# [文書本文]
説明

リソグラフィ装置及び物品の製造方法

【課題】原版に形成された複数のマークの位置を並行して検出するのに有利なリソグラフィ装置を提供する。
【解決手段】リソグラフィ装置は、複数の第1マークが形成された原版3を保持する保持体4と、第2マークが形成された基準板81を保持するステージ1と、前記第2マークに対する前記複数の第1マークそれぞれの位置を検出する検出系5と、を備え、前記第2マークは、前記保持体4により保持された原版3における前記複数の第1マーク及び転写されるべき回路パターンが形成された第1領域以上の大きさを有する第2領域にわたって形成され、前記第2マークに対する前記複数の第1マークそれぞれの位置を前記検出系5により並行して検出する。

【発明の詳細な説明】
【技術分野】
【0001】
本発明は、リソグラフィ装置及び物品の製造方法に関する。
【背景技術】
【0002】
半導体デバイスの製造におけるリソグラフィ技術はステッパーやスキャナーと呼ばれる露光装置を利用した方法が現在主流となっている。露光装置は、原版であるレチクルに光を照射し、投影光学系を通して感光材を塗ったウエハ上に先のレチクルパターンを転写する。露光装置では波長を短くすることや投影光学系の開口数(NA)を大きくすることなどで微細パターンの転写を推進している。
【0003】
他のリソグラフィ技術として、インプリント技術がある。インプリント技術は、ナノスケールの微細パターンの転写を可能にする技術であり、磁気記憶媒体や半導体デバイスの量産向けナノリソグラフィ技術の1つとして実用化されつつある。インプリント技術では、電子線描画装置等の装置を用いて微細パターンが形成されたテンプレートを原版としてシリコンウエハやガラスプレート等の基板上に微細パターンが形成される。この微細パターンは、基板上に樹脂を塗布し、その樹脂を介して基板にテンプレートのパターンを押し付けた状態でその樹脂を硬化させることによって形成される。

# [課題 1]
レコードのうち、「Would you mind tagging the overcast」を含む行から末尾まで、すべての行を「行番号」と「内容」の2列のMarkdown表に変換してください。空行は除外し、画像は表に入れないでください。

# [ポイント注釈データセットのレコード]
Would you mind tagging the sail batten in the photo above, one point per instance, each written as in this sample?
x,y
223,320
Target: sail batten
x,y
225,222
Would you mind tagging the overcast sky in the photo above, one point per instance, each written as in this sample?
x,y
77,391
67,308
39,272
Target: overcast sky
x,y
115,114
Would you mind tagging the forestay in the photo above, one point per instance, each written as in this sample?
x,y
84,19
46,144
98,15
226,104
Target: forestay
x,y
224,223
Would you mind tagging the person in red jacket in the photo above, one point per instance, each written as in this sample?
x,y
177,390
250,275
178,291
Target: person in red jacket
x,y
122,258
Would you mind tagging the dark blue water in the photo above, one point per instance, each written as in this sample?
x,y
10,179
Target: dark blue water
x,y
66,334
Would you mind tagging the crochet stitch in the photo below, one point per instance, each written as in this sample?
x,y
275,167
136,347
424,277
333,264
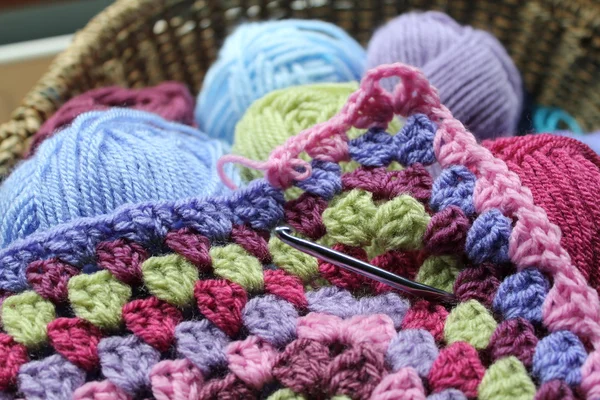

# [課題 2]
リソグラフィ装置の特許文書について、本文が途切れた箇所の直後から続きを書き進めてください。

# [最終回答 1]
| 行番号 | 内容 |
|---|---|
| 1 | Would you mind tagging the overcast sky in the photo above, one point per instance, each written as in this sample? |
| 2 | x,y |
| 3 | 77,391 |
| 4 | 67,308 |
| 5 | 39,272 |
| 6 | Target: overcast sky |
| 7 | x,y |
| 8 | 115,114 |
| 9 | Would you mind tagging the forestay in the photo above, one point per instance, each written as in this sample? |
| 10 | x,y |
| 11 | 84,19 |
| 12 | 46,144 |
| 13 | 98,15 |
| 14 | 226,104 |
| 15 | Target: forestay |
| 16 | x,y |
| 17 | 224,223 |
| 18 | Would you mind tagging the person in red jacket in the photo above, one point per instance, each written as in this sample? |
| 19 | x,y |
| 20 | 177,390 |
| 21 | 250,275 |
| 22 | 178,291 |
| 23 | Target: person in red jacket |
| 24 | x,y |
| 25 | 122,258 |
| 26 | Would you mind tagging the dark blue water in the photo above, one point per instance, each written as in this sample? |
| 27 | x,y |
| 28 | 10,179 |
| 29 | Target: dark blue water |
| 30 | x,y |
| 31 | 66,334 |
| 32 | Would you mind tagging the crochet stitch in the photo below, one point per instance, each written as in this sample? |
| 33 | x,y |
| 34 | 275,167 |
| 35 | 136,347 |
| 36 | 424,277 |
| 37 | 333,264 |

# [最終回答 2]
【0004】
現時点において実用化されているインプリント技術としては、熱サイクル法及び光硬化法がある。熱サイクル法では、熱可塑性の樹脂をガラス転移温度以上の温度に加熱し、樹脂の流動性を高めた状態で樹脂を介して基板にテンプレートを押し付ける。そして、冷却した後に樹脂からテンプレートを引き離すことによりパターンが形成される。光硬化法では、紫外線で硬化する樹脂を使用し、樹脂を介して基板にテンプレートを押し付けた状態で紫外線を照射して樹脂を硬化させた後、硬化した樹脂からテンプレートを引き離すことによりパターンが形成される。熱サイクル法は、温度制御による転写時間の増大及び温度変化による寸法精度の低下を伴うが、光硬化法には、そのような問題が存在しないため、現時点においては、光硬化法がナノスケールの半導体デバイスの量産において有利である。特許文献1には、光硬化法のインプリント装置が開示されている。特許文献1に記載のインプリント装置は、ウエハステージ、樹脂の塗布機構、テンプレートを保持するヘッド、光を照射する照明系及びアライメントマークの検出器を有する。
【0005】
ステッパーやスキャナーといった露光装置や、上述の光硬化法を用いたインプリント装置においても、ウエハとレチクルあるいはテンプレートとの位置合わせ(アライメント)が必要である。アライメントにはダイバイダイ方式とグローバルアライメント方式がある。現在露光装置において主流のアライメント方式は、グローバルアライメント方式である。グローバルアライメント方式では、ウエハ上のショット配列さらにはショット形状を計測した結果を元に統計処理から最適なウエハ座標を算出し、先のウエハ座標に合うようにレチクルとウエハ位置を同期させて露光する。
【0006】
グローバルアライメント方式には、2つの手法が存在する。1つ目の手法では、直接レチクルとウエハ上のアライメントマークを重ねて観察し、ウエハ上のアライメントマークに対してレチクルの位置や変形ずれを計測し、補正する。2つ目の方法では、レチクル上のアライメントマークと基準板上のアライメントマークとの観察から基準板に対するレチクルの位置や変形ずれを計測(キャリブレーション)する。そして、レチクルマークとは別にウエハマークのみ計測するオフアクシスアライメントを行うことで、ウエハ上のアライメントマークに対してレチクルの位置ずれおよび変形ずれ補正する。
【0007】
上記基準板に対してレチクルの位置や変形ずれを計測し補正する利点は、レチクル側のマークとウエハ側のマークとをそれぞれ個別の条件で計測できるため計測精度を上げられる点にある。また計測用ステージと露光用ステージをそれぞれ個別に持つツインステージ構成の露光装置では、ウエハ側のマークの計測に時間をかけてもスループットを落とさず計測精度を上げられる利点がある。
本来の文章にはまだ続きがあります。